Testo fornito:
'''

Il ‘Planetarium’ nebuloso e caotico della Zlotowski
Accolto da numerose critiche negative alla 73esima Mostra Internazionale d’Arte Cinematografica di Venezia, Planetarium, terzo film della regista Rebecca Zlotowski, uscirà nelle sale italiane in contemporanea a un’altra opera fortemente discussa, Personal Shopper di Olivier Assayas. Proiettati entrambi durante l’interessante VII edizione del Rendez-Vous Nuovo Cinema Francese, questi due lavori hanno molto in comune: spiritismo, pretenziosità e... caos narrativo. E’ un peccato constatare infatti come le intenzioni della giovane filmmaker d’oltralpe, sulla carta in apparenza più che intriganti, siano state completamente disattese per trasformarsi in un guazzabuglio concettuale di difficile interpretazione.
Laura e Kate Barlow – figure ispirate alle sorelle Fox – sono due giovani medium americane che negli anni Trenta si trovano a Parigi per concludere il loro tour di spettacoli dell’occulto. Affascinato da questo loro dono, André Korben, visionario quanto potente produttore francese di origini ebraiche, le ingaggia per girare un film molto ambizioso… proprio come ambizioso appare il lungometraggio della Zlotowski! Già, perché avere delle buone idee non sempre va di pari passo con il saperle mettere in pratica, e la cineasta francese, probabilmente persa nelle sue faticose e affaticanti elucubrazioni mentali, dirige un film confuso in cui la troppa carne al fuoco finisce per ridurre in cenere la gran parte del lavoro svolto. Ma non è tutto, perché in Planetarium anche ciò che non si carbonizza resta contaminato da una patina di fastidiosa leziosità, esempio ne è la ricerca ossessiva dell’immagine perfetta: la fin troppo affettata forma che prende il sopravvento sull’ingarbugliato contenuto.
Nonostante l’innegabile fluidità della regia, il miscuglio disordinato dei temi trattati nel film - senza peraltro fornire gli spettatori delle coordinate necessarie per apprezzarli - fa sì che assisterne alla visione diventi un’irritante maratona priva di un perché. La magia e lo sperimentalismo del cinema francese del ‘30, il legame tra lo stato di ipnosi medianica e quello dato dalla Settima arte, la nascita del Nazionalsocialismo e il conseguente antisemitismo, il ruolo delle donne nell’industria cinematografica e l’amore che lega due sorelle sono alcuni dei tanti, troppi argomenti gettati alla rinfusa nel calderone della Zlotowski. A questo nebuloso pout-pourrì si aggiungono anche scene oniriche che mostrano il defunto padre di Korben intento a parlare in yiddish tra soldati in divisa da Prima Guerra Mondiale: spiriti di defunti che si esprimono in lingue morte per allertare il pubblico sull'orrore delle guerre. Finzione e realtà, subconscio e razionalità si inseguono nel tentativo, non riuscito, di mostrare quanto nel cinema l'artificio possa essere generatore di verità.

'''

Consegna:
Scrivi il seguito della recensione su Planetarium, per favore, cominciando subito dopo la sua ultima frase.

Dati grezzi:

'''

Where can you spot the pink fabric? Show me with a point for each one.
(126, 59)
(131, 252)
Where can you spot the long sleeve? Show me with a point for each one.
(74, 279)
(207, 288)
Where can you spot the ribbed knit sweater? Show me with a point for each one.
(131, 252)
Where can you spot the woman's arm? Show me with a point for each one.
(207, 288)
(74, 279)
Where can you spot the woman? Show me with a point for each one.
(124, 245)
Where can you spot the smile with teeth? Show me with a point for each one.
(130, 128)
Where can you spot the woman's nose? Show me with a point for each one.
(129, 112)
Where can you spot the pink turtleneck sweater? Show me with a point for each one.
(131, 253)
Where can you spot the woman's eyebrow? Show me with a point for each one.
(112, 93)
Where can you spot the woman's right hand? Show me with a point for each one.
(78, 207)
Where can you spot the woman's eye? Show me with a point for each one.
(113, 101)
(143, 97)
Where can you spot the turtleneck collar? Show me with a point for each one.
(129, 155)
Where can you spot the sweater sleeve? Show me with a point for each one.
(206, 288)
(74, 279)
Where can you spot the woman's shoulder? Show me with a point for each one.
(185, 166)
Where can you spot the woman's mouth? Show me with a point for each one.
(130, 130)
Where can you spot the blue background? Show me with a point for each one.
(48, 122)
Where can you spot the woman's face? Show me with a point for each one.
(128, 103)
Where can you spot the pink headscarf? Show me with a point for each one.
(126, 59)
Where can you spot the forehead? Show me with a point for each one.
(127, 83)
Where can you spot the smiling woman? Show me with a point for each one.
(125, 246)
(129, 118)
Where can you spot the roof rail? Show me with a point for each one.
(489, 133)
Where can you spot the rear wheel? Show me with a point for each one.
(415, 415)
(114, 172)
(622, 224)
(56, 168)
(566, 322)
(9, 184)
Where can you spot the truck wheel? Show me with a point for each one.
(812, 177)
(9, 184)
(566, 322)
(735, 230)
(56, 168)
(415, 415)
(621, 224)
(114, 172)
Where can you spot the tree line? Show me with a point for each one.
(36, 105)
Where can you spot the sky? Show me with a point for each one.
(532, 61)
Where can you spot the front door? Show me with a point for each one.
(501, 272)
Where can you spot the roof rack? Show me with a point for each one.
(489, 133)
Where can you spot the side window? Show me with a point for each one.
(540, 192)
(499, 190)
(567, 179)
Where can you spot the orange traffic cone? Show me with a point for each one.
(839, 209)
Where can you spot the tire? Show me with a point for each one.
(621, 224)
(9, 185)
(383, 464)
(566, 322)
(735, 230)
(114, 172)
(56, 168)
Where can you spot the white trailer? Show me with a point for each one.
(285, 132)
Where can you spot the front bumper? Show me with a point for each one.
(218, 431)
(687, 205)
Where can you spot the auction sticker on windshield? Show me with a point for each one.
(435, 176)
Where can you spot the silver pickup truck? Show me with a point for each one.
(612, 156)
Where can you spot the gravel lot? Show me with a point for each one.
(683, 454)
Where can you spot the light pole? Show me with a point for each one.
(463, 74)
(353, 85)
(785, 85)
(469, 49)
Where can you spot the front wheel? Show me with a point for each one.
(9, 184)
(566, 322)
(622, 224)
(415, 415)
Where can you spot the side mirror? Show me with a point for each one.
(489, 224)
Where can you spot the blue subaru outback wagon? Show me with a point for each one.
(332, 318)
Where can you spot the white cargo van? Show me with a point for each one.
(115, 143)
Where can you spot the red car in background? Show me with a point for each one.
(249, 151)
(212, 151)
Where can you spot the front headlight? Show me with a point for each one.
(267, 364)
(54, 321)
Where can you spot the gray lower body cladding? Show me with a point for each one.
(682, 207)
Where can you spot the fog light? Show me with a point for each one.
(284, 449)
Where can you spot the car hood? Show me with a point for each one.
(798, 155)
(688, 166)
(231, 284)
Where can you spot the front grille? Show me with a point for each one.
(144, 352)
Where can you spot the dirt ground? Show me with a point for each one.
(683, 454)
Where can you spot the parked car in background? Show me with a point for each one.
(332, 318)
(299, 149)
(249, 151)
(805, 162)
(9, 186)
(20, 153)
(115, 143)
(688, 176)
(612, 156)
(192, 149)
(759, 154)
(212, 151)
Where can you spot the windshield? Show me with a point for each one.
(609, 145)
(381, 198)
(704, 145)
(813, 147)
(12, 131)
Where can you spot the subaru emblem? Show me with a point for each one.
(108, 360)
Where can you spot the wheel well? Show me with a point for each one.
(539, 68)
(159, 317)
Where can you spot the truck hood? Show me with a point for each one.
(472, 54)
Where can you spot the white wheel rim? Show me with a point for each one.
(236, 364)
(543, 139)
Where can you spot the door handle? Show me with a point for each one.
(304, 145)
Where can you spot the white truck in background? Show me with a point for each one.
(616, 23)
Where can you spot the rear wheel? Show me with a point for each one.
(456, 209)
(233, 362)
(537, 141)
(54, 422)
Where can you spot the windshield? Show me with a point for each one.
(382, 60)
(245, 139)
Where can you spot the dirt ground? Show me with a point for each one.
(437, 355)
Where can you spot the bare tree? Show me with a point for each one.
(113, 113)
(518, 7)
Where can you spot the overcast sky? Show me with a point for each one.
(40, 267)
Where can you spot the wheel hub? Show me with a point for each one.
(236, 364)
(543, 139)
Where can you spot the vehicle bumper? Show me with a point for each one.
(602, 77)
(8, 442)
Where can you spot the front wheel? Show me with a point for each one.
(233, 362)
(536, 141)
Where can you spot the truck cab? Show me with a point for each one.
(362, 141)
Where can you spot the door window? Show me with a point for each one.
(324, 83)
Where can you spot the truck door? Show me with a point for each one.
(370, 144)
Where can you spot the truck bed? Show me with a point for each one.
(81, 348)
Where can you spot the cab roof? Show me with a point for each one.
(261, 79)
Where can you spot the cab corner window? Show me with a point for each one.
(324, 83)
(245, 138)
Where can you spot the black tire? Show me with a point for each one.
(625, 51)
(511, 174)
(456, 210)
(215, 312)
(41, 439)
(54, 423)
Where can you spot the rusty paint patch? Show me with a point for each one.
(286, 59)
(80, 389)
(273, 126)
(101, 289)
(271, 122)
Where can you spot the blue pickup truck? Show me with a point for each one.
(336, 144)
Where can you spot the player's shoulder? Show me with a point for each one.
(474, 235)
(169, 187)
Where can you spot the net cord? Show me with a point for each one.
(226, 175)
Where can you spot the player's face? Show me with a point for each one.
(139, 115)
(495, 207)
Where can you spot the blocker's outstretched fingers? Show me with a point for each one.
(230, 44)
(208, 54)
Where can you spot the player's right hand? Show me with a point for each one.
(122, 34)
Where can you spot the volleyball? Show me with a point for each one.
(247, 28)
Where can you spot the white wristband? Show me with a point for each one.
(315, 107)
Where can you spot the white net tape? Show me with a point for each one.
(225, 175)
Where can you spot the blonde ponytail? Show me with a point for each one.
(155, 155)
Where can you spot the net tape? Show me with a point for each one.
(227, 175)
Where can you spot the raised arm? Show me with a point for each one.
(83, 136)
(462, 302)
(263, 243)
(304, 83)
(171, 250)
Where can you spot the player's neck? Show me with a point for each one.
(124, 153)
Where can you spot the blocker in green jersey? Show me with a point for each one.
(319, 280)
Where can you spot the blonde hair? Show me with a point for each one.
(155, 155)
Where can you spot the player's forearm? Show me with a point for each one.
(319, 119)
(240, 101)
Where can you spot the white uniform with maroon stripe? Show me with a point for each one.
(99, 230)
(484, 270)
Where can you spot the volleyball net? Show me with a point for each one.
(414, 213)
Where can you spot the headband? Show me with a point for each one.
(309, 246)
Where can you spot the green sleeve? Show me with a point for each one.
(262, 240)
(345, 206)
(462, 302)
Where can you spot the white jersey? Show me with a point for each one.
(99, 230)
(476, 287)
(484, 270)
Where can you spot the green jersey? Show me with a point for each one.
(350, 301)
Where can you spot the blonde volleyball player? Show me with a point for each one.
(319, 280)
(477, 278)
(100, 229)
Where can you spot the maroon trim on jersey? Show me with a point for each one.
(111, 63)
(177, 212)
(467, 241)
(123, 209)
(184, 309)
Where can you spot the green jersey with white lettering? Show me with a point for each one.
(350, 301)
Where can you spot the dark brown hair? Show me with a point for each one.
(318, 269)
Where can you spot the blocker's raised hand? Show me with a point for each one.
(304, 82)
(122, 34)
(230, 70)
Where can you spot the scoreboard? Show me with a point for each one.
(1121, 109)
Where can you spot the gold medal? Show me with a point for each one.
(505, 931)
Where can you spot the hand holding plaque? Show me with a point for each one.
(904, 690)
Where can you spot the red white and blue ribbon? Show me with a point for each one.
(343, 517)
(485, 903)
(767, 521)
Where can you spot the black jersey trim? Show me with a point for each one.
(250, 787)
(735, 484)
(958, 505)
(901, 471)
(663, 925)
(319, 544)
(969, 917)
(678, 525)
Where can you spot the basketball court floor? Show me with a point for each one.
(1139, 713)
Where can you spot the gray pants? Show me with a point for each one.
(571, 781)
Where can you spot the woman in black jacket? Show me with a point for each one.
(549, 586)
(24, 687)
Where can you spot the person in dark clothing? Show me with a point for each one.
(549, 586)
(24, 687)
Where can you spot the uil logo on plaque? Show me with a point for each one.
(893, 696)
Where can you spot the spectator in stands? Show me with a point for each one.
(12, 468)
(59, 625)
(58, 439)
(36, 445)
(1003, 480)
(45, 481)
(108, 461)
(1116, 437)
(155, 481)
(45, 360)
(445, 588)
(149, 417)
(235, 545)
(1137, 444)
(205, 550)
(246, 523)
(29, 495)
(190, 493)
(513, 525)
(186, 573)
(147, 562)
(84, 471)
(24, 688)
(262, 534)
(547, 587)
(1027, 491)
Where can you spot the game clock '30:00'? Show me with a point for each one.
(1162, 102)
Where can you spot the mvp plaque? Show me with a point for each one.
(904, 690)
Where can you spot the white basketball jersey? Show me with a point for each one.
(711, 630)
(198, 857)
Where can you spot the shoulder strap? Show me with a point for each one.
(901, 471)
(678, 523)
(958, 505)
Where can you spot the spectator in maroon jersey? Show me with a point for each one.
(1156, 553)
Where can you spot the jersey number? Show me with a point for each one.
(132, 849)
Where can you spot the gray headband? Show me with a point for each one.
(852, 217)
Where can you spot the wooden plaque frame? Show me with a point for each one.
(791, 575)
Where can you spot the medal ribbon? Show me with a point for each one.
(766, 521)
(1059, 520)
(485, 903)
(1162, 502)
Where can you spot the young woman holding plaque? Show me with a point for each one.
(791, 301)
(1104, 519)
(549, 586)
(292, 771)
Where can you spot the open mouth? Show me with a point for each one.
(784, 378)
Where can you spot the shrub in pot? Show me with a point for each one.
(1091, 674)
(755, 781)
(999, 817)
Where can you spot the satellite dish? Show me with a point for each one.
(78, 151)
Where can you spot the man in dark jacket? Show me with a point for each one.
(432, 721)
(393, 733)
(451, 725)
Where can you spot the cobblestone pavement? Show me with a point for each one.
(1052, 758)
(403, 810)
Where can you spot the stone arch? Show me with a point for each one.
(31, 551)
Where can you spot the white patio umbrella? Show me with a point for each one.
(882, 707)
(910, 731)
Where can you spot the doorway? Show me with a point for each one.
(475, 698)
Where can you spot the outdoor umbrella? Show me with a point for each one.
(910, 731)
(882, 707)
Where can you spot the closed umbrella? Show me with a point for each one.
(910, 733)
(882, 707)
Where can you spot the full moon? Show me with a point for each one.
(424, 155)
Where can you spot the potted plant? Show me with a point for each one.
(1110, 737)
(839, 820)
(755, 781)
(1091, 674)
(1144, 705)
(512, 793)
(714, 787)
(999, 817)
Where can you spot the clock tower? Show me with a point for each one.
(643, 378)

'''

Risultato:
Responsabile in primis di tale pasticcio è la lacunosa sceneggiatura, scritta dalla cineasta in collaborazione con Robin Campillo, dove l’approssimazione regna sovrana. E, per ribaltare questo deludente risultato, purtroppo a nulla servono fattori quali la convincente prova di Natalie Portman, che per buona parte del film recita in un fluente francese, l’eterea presenza di Lily-Rose Depp somigliante in toto all’attrice del muto Lillian Gish, le fugaci apparizioni di Louis Garrel e la buona interpretazione di Emmanuel Salinger, il cui sguardo enigmatico ricorda l’indimenticabile Peter Lorre.
Chi sia entrato in un planetario, l'edificio che ospita lo strumento ottico utilizzato per riprodurre in modo estremamente realistico la volta celeste sulla superficie interna di una cupola emisferica, avrà certamente goduto dell’immenso potere dell’illusione… Potere che in Planetarium è lontano da noi 13 miliardi di anni luce, la distanza - cioè - tra la galassia EGS-zs8-1 e la Terra: in una parola, irraggiungibile.